• What to produce: With the line containing "just wanna know the bbox for the white suv" as the starting point, output the remaining lines of the data exactly as they are, through the last.

┌──

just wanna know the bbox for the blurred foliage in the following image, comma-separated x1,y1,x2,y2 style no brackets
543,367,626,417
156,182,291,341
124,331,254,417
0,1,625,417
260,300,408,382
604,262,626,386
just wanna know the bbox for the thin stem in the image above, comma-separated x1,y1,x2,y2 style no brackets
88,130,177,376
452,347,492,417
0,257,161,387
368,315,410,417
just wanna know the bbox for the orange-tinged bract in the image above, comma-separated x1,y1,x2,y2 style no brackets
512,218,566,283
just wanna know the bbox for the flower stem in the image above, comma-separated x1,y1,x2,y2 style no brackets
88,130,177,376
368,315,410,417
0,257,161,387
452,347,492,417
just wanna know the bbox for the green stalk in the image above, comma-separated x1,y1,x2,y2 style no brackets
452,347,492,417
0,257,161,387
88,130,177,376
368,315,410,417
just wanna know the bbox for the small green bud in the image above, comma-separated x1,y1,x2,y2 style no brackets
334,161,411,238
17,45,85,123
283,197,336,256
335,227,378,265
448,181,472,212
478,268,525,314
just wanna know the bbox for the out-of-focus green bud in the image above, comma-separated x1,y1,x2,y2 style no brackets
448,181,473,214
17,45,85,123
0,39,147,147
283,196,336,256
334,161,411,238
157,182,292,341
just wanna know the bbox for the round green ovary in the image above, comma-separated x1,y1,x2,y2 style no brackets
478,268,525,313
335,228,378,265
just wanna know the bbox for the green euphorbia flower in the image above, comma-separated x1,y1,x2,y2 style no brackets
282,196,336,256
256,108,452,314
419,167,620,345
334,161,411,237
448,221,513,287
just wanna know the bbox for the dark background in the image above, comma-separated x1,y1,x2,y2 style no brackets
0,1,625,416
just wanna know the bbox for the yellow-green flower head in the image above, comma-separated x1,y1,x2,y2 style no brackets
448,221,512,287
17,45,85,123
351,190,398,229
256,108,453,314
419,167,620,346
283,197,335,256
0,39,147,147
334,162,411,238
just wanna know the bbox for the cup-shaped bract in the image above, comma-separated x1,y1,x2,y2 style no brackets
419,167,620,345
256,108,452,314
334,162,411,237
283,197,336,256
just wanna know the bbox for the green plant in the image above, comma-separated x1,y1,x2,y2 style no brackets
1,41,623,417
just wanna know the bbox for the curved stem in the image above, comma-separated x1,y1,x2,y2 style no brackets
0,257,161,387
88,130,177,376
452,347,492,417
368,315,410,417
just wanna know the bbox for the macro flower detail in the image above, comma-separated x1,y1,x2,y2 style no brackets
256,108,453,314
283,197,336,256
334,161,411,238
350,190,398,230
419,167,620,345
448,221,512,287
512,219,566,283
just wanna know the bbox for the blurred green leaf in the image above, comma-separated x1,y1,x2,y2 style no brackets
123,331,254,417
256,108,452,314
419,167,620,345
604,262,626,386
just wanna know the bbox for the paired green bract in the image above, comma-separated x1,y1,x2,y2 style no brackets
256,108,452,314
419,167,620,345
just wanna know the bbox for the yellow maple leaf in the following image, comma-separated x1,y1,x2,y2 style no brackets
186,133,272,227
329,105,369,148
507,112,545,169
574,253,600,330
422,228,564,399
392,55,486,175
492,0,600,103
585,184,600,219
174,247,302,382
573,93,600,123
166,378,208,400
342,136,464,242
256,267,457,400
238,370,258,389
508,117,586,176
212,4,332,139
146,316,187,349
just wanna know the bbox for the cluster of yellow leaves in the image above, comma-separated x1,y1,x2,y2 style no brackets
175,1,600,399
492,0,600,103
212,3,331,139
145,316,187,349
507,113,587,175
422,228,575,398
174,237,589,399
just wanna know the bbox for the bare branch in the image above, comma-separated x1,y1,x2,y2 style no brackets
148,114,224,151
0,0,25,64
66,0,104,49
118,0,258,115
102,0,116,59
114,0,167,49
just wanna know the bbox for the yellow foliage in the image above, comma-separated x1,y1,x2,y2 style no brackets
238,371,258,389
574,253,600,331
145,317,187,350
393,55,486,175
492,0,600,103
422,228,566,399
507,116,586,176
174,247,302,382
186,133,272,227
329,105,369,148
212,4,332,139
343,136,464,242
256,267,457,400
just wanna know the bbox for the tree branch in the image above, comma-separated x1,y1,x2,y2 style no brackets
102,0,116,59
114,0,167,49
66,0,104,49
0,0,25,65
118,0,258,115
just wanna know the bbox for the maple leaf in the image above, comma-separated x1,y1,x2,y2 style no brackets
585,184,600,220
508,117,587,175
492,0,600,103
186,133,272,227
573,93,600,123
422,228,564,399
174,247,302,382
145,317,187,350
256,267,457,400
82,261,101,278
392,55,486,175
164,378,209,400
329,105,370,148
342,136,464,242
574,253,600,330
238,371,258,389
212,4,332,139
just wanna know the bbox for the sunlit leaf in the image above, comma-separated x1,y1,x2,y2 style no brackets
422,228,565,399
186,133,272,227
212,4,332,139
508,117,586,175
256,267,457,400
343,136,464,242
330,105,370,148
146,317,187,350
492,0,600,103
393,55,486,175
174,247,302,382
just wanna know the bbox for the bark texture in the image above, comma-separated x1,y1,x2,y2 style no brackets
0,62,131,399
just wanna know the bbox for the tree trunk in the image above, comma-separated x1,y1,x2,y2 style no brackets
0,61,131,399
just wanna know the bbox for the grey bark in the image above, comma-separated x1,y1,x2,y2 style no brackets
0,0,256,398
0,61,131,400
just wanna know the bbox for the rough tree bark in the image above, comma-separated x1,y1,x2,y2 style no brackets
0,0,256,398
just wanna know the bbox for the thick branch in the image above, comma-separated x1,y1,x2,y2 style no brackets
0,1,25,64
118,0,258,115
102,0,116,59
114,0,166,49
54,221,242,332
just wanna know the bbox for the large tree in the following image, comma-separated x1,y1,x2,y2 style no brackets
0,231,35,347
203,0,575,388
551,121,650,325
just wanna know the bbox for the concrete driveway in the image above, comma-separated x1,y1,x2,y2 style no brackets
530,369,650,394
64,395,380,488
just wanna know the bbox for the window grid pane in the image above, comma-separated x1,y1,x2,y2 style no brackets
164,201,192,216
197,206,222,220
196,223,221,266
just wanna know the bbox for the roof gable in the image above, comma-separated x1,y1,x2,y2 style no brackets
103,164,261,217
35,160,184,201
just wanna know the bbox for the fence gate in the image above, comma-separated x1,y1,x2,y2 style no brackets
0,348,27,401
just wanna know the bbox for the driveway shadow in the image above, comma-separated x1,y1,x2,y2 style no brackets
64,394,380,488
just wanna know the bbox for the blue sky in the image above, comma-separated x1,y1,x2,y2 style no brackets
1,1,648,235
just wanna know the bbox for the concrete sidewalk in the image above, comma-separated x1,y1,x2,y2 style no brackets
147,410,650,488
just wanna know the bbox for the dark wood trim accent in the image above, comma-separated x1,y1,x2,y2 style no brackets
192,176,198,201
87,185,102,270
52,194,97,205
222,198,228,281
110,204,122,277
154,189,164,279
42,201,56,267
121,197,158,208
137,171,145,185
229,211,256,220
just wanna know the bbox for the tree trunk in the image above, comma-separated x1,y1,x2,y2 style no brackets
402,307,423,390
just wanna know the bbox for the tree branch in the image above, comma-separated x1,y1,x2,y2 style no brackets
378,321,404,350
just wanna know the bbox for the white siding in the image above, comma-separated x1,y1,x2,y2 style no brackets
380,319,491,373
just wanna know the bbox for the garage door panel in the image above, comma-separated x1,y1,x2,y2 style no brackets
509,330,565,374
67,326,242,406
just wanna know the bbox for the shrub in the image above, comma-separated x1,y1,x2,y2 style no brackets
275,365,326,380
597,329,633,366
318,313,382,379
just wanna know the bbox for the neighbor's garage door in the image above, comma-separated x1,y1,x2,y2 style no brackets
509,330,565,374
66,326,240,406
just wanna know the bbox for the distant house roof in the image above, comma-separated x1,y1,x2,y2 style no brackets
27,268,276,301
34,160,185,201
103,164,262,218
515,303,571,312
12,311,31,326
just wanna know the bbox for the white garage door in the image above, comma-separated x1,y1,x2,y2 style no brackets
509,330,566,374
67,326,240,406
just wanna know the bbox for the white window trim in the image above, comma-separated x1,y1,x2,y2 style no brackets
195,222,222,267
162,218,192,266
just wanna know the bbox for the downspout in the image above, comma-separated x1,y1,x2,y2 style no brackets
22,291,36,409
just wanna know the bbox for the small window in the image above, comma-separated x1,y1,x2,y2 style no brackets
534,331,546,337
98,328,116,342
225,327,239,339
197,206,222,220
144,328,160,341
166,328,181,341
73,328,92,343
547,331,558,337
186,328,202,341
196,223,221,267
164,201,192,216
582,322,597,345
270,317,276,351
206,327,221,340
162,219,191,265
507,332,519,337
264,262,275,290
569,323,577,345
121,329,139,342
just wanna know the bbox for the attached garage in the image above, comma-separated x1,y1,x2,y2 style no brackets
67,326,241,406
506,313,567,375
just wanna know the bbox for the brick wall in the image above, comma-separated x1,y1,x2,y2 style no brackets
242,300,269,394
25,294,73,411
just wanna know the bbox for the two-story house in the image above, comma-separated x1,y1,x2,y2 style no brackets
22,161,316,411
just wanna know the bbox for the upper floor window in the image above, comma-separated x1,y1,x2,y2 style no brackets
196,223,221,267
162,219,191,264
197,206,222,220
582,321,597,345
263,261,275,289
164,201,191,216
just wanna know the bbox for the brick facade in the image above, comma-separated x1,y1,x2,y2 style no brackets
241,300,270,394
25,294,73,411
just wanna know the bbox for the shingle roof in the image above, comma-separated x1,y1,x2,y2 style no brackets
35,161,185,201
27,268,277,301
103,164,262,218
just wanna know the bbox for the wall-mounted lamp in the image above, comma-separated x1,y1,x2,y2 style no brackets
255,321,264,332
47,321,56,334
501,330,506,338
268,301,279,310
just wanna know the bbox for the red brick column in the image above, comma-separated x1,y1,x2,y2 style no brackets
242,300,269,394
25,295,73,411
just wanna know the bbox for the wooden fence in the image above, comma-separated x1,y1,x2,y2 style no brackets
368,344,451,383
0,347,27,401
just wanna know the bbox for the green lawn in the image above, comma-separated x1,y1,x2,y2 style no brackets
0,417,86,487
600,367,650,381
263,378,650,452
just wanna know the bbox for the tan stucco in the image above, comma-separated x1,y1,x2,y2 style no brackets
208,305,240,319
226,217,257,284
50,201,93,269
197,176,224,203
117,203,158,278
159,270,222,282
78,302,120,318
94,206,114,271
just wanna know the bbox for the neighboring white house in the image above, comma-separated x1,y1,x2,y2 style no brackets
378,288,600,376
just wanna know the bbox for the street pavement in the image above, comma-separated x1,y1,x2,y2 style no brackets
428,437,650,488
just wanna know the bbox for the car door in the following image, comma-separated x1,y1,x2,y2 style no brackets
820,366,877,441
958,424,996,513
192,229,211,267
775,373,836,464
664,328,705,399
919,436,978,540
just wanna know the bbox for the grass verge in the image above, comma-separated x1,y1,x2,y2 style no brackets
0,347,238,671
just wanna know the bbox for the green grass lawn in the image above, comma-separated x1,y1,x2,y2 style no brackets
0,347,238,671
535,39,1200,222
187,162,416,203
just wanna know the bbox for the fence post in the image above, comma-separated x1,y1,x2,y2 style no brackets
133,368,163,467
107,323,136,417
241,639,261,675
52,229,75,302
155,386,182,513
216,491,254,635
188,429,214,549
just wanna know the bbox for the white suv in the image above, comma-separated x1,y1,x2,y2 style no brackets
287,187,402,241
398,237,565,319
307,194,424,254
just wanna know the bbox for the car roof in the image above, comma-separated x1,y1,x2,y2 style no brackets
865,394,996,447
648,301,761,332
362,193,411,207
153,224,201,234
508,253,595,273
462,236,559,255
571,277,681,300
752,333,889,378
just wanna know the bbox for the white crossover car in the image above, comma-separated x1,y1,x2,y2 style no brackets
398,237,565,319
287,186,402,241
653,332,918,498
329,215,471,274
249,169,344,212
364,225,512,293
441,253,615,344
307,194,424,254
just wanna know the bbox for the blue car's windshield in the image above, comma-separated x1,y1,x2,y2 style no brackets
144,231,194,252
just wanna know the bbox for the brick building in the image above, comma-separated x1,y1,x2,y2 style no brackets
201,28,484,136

└──

• Solution to the problem:
just wanna know the bbox for the white suv in the image above, comma-separated x1,y1,x2,y2 style no brackets
287,187,402,241
398,237,565,319
307,194,424,254
just wanna know the bbox for the car roof in the image above, comma-separated x1,y1,x2,y2 style no brackets
865,394,996,447
648,301,761,332
362,193,411,207
153,224,201,234
508,253,595,273
462,236,559,255
571,277,681,300
752,333,889,378
just wanna know the bbox for the white crossover car in the image above, comma-separated x1,y1,x2,y2 style no brackets
398,237,565,319
287,186,402,241
653,332,918,498
329,215,471,274
249,169,344,212
364,225,512,293
441,253,615,344
307,194,424,254
just wanna know the bbox for the blue car's windshield in the image above, comma-separated x1,y1,x2,y2 style no brackets
144,231,194,252
just wanna know the bbox for the brick building in the image above, comma-separated x1,y1,x2,y2 style no brackets
201,28,484,136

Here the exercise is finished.